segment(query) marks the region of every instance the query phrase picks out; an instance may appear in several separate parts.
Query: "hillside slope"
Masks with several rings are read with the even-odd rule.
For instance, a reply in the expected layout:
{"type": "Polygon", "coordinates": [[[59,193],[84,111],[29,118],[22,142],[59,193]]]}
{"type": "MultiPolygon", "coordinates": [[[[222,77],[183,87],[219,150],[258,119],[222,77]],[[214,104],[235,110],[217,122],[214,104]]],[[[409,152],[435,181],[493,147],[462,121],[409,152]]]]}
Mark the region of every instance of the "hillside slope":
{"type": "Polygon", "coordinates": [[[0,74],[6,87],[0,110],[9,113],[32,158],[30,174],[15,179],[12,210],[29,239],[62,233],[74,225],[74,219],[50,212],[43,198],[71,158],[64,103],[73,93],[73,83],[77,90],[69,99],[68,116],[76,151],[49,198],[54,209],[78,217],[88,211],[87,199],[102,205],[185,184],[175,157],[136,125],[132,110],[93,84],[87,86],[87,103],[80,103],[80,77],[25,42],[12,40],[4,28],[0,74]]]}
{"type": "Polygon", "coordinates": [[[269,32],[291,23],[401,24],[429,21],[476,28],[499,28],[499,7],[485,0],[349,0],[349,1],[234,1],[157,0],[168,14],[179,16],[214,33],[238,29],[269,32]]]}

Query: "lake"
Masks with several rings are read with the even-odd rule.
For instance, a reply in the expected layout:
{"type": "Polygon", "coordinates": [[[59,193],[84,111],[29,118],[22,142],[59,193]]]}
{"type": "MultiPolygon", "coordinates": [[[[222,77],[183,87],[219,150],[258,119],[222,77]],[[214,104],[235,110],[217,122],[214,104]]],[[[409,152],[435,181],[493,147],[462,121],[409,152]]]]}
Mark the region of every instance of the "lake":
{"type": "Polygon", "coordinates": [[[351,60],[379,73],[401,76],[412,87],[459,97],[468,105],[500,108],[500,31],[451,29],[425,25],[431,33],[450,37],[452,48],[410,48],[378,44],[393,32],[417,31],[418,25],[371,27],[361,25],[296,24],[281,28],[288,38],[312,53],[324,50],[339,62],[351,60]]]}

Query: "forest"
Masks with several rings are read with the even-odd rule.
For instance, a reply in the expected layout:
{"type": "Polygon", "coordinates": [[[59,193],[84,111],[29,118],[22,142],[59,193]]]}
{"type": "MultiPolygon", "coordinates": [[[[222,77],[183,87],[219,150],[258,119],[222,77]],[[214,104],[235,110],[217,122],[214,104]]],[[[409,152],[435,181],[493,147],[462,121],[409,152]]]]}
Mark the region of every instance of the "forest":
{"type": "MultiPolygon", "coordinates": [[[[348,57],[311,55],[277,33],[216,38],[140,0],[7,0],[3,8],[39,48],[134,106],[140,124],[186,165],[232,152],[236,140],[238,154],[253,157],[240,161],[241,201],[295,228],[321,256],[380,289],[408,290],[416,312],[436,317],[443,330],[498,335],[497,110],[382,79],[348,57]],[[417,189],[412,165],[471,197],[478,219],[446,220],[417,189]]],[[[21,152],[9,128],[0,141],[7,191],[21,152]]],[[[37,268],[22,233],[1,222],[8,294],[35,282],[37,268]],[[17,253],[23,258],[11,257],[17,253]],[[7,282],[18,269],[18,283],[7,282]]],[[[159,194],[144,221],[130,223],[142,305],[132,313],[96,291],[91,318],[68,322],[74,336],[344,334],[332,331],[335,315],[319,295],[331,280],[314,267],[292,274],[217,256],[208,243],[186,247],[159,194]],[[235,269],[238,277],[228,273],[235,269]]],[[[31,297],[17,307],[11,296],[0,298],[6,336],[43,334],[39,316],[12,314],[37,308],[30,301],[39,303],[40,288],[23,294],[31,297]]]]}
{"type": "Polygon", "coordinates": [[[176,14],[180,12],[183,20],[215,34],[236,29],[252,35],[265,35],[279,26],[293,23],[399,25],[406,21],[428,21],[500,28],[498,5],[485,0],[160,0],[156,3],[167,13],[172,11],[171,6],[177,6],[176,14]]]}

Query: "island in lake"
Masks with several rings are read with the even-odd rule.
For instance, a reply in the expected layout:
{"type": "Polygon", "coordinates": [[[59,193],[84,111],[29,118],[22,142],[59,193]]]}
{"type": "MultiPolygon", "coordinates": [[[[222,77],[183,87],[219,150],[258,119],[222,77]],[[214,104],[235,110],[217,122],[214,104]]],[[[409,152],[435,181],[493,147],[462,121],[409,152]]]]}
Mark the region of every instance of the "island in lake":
####
Count how many lines of the material above contain the string "hillside", treating uppercase and lowercase as different. Reply with the number alone.

> Task response
2